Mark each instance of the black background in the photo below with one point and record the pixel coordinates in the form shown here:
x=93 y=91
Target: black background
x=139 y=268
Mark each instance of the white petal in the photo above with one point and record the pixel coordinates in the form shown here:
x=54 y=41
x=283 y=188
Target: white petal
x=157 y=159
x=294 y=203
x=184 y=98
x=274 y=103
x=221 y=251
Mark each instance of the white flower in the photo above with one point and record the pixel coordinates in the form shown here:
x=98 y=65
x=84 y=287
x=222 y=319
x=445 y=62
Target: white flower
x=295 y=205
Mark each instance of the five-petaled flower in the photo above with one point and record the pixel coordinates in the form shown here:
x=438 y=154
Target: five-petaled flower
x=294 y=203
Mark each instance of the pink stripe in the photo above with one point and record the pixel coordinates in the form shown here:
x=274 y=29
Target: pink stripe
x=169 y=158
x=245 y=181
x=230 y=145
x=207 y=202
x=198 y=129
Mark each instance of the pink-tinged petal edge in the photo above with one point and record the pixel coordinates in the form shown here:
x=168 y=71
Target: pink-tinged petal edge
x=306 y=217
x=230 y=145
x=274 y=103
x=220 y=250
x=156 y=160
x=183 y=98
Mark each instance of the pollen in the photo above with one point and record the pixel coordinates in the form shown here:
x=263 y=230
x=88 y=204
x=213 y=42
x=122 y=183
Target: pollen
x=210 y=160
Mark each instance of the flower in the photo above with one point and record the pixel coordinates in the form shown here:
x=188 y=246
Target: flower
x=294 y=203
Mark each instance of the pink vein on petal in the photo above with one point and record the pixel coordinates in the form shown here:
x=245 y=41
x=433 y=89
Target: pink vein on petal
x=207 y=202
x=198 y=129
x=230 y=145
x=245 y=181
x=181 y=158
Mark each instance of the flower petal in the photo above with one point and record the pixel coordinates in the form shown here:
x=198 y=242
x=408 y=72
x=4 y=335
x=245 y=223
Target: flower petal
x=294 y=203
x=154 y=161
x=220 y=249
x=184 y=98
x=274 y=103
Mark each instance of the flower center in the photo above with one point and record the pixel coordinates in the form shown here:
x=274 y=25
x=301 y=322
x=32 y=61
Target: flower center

===

◆ Requirement:
Reproduce all of the lines above verbatim, from the first through the last, with no changes to wording, numbers, or order.

◆ Output of the task:
Mark each instance of the black background in the photo below with one point and record the pixel coordinates in the form shown here:
x=93 y=91
Target: black background
x=139 y=268
Mark each instance of the white petal in the photo above with one point and record the pixel coordinates in the form shown here:
x=54 y=41
x=283 y=188
Target: white petal
x=157 y=159
x=294 y=203
x=184 y=98
x=274 y=103
x=221 y=251
Mark each instance of the white flower in the photo above with one point and record the pixel coordinates in the form shown here:
x=98 y=65
x=84 y=287
x=222 y=319
x=445 y=62
Target: white flower
x=295 y=205
Mark each instance of the five-petaled flower in the photo above with one point and record the pixel coordinates in the form shown here:
x=438 y=154
Target: five-petaled flower
x=294 y=203
Mark each instance of the pink stripe in the photo above with one point and record the pixel coordinates in the form shown here:
x=274 y=29
Target: pink stripe
x=169 y=158
x=245 y=181
x=230 y=145
x=207 y=202
x=198 y=129
Mark each instance of the pink-tinged petal edge in the photo above with one point and record the pixel coordinates in the form shown here:
x=168 y=71
Target: pink-tinged petal edge
x=306 y=217
x=230 y=145
x=274 y=103
x=220 y=250
x=156 y=160
x=183 y=98
Mark each instance of the pollen in the photo above with one point and record the pixel coordinates in the form shown here:
x=263 y=230
x=88 y=204
x=213 y=42
x=122 y=183
Target: pollen
x=210 y=160
Mark each instance of the flower in the photo above with one point and record the pixel coordinates in the form shown here:
x=188 y=246
Target: flower
x=294 y=203
Mark each instance of the pink vein on petal in the photo above with one point and record the pixel coordinates in the form shown here:
x=245 y=41
x=433 y=89
Target: pink vein on petal
x=207 y=202
x=198 y=129
x=230 y=145
x=245 y=181
x=181 y=158
Mark each instance of the flower petal in the photo above with one point and record the pixel coordinates in the form shown here:
x=198 y=242
x=408 y=72
x=4 y=335
x=245 y=223
Target: flower petal
x=294 y=203
x=154 y=161
x=220 y=249
x=184 y=98
x=274 y=103
Mark each instance of the flower center in the photo above with one point and record the pixel coordinates in the form shown here:
x=274 y=25
x=301 y=322
x=32 y=61
Target: flower center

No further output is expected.